[Start TEXT SHOWN]

Chicago, M. & St. P. Ry. Co. v. Drainage Dist. No. 8 of Shelby County, Iowa

Decision Date31 August 1916
Docket Number4013.
PartiesCHICAGO, M. & ST. P. RY. CO. v. DRAINAGE DIST. NO. 8 OF SHELBY COUNTY, IOWA, et al.
CourtU.S. District Court — Southern District of Iowa

Supplemental Opinion, March 6, 1917.

J. N Hughes, of Cedar Rapids, Iowa, for plaintiff.

Cullison & Cullison and E. S. White, all of Harlan, Iowa, for defendants.

WADE District Judge.

This case was transferred to this court from the district court of Iowa in and for Shelby county, upon petition of the plaintiff. It has been submitted upon motion to remand. I can repeat with emphasis the language of Judge Van Valkenburgh in Drainage District No. 19 v. C., M. & St. Paul Ry. Co. (D.C.) 198 F. 253, in which he says:

'As stated at the outset, this question is attended by difficulties. It is a perplexing one, and we must concede that it is not entirely free from doubt, feeling, as we must, that it is highly desirable that matters of this nature should, so far as possible, be dealt with in the courts of the state especially designated and more conveniently adapted to handle such proceedings.'

Many cases involving questions related to the questions at issue in this case have been decided by the federal courts and the Supreme Court of the United States, and yet the very question involved in this case has never been before any court so far as I have ascertained.

[End TEXT SHOWN]
[Start DATASET ROWS]

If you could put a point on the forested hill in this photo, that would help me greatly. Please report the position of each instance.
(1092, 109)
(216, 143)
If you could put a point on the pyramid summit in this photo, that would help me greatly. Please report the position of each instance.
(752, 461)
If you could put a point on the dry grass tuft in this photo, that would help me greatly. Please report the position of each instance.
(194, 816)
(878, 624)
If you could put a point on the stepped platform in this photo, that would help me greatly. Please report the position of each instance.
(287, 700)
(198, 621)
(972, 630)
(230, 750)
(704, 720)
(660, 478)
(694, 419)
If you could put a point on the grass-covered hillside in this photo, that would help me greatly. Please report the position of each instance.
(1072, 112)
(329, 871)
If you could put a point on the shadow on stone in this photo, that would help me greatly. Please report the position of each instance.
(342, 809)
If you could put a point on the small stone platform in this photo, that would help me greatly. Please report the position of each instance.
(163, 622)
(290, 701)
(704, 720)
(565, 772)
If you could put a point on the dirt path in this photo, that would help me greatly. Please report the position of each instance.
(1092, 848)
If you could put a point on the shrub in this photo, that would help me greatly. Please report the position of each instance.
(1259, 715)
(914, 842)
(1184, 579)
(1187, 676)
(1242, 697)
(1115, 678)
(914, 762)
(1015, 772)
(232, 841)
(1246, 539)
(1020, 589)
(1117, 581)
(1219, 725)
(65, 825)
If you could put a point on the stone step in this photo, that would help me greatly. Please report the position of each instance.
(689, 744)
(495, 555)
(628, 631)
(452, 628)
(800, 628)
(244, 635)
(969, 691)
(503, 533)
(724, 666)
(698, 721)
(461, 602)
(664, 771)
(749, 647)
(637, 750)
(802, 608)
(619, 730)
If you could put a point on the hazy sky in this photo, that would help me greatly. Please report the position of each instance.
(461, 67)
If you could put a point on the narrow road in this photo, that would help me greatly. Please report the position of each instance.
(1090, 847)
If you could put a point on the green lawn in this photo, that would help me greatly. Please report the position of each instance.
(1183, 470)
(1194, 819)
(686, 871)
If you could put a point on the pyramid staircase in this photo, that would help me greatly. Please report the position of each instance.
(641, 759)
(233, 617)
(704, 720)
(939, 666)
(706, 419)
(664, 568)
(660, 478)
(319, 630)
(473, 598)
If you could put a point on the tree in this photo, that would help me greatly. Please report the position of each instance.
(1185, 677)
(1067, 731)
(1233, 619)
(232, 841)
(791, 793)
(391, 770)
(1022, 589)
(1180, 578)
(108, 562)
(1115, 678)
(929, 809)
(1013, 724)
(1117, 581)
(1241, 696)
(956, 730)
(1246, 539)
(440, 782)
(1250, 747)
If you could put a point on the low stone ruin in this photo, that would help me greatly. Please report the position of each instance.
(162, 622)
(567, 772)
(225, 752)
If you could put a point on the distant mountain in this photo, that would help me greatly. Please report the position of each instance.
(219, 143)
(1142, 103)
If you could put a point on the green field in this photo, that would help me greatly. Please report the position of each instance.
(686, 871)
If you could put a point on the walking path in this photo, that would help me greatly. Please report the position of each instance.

[End DATASET ROWS]

EXERCISE AIM:
Extend the court opinion on the drainage district's motion to remand, picking up after its last sentence. The rows above have no connection to the court opinion.

TASK ANSWER:
The question before Judge Van Valkenburgh in the Drainage District Case, supra, comes nearer to this case than any other I have found, and yet there is a marked distinction which distinction I feel is decisive in this case. In the Drainage District Case, it is said:

'In its petition for removal the defendant alleges that benefits amounting to $617.50 have been illegally, wrongfully, and improperly assessed against it, and that the drainage district proposes to construct a ditch along and across the right of way and roadbed of petitioner, to its damage in the sum of $17,490.'

In his opinion in this case Judge Van Valkenburgh quotes from In re Jarnecke Ditch (C.C.) 69 F. 161, as follows:

'Whether a removal could be had, if the sole issue presented by the remonstrants was the amount of the assessments, it is not necessary to determine.'

In the case at bar the only question involved is the assessment for alleged benefits. Neither before the board of supervisors, nor in this court, is there any question raised as to the jurisdiction of the board, or the regularity of the proceedings up to the time of the appraisement and assessment. In this proceeding there can be no question tried or determined as to the establishment of the drainage district, or the necessity therefor; it is simply and solely a question of the amount of taxes for special benefits which the plaintiff is required by the assessing body to contribute to the public improvement, and it is a question as to what tribunal shall determine such amount under the peculiar provisions of the statutes of the state of Iowa. Did this question involve any question of damages to the property, or any question of eminent domain, I would have no hesitation in holding that this court had jurisdiction.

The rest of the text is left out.